*** Information supplied
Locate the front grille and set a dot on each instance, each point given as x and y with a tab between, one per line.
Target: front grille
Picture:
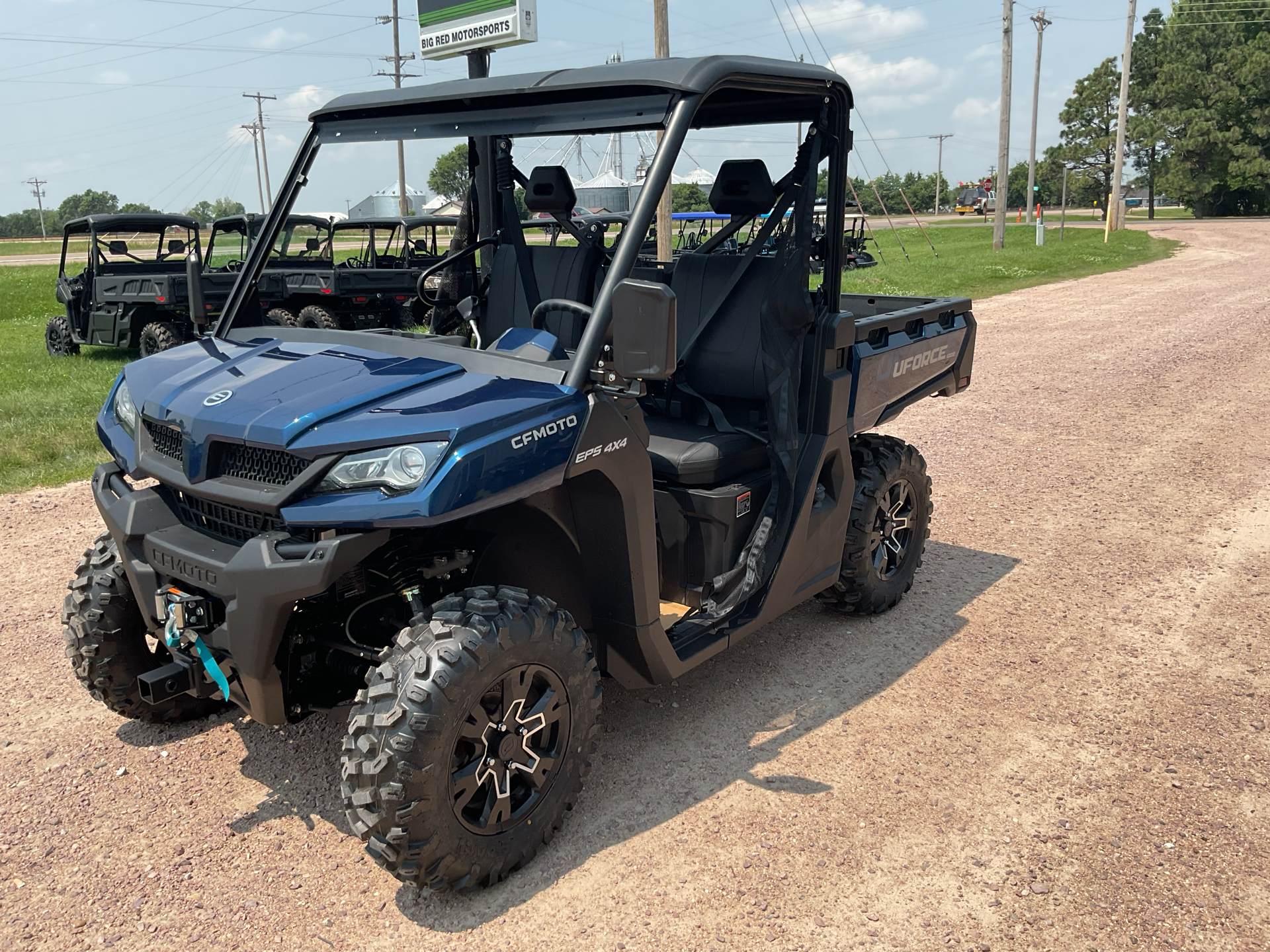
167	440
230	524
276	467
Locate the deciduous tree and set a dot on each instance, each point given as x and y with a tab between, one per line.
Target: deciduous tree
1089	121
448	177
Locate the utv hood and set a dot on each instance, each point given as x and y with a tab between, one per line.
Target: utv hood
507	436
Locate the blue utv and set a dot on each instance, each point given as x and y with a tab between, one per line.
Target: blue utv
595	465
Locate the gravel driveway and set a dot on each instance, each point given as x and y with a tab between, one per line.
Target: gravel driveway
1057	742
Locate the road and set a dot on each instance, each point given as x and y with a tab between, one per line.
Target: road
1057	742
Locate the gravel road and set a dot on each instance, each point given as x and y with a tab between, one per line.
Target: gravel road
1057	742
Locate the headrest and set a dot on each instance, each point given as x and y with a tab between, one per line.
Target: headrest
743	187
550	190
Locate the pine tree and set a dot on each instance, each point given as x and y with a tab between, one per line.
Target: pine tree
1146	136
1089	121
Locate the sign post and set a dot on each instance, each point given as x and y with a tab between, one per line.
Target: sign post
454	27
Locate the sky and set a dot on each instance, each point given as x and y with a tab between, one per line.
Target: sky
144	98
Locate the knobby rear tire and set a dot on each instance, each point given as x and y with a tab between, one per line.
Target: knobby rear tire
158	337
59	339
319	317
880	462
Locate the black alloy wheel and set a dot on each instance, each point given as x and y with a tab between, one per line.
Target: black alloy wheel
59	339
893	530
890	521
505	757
******
*Given instruction*:
Reproduce the entire listing above verbatim, leaving out the image.

*Task answer*:
Locate the front grille and set a dot on each instance, each point given as x and y with a tab between, one per line.
Target: front grille
Picture:
167	440
230	524
276	467
Locate the deciduous tree and set a dot on each instance, each point given as x and y with a tab between, one per line.
Target: deciduous tree
1089	121
448	177
Locate the utv hood and set a dot on each instance, each point given as x and y with a tab between, one per line.
Target: utv hood
507	436
Locate the blue utv and set a dot on each instance, each point given as x and y with a tab between, one per line.
Target: blue utv
595	465
Locate the gravel driveway and set a dot on each instance, each point given as x and y with a tab between, one per line.
Target: gravel driveway
1057	742
Locate the road and set a dot on each instance, each point given as x and y with a tab between, one per line.
Target: road
1057	742
Locate the gravel road and set a dot on each instance, each point given as x and y with a tab between, one per line.
Target: gravel road
1057	742
Locate the headrest and set a dot on each instance, each point given as x and y with a tab between, one per line.
Target: headrest
743	187
550	190
Locate the pine tree and set a dot on each instance, each point given as x and y with a tab between, one per line.
Target: pine tree
1146	136
1089	121
Locate the sign post and set a dot on each instance, each point given as x and y with a tab between, one per line.
Target: sign post
454	27
Locate the sky and set a dot on each instance, each point given as x and y with a tab between, one per line.
Target: sky
144	98
Locate the knobby rear tire and set a dot on each instance, each point given as x and y with a tab between, one per line.
Target: knobby rear tire
158	337
59	339
319	317
880	462
Locate the black alloy wheel and set a dot on each instance, each point given as x and y with a tab between, one per line.
Target: black alloy wheel
59	339
893	530
890	521
505	757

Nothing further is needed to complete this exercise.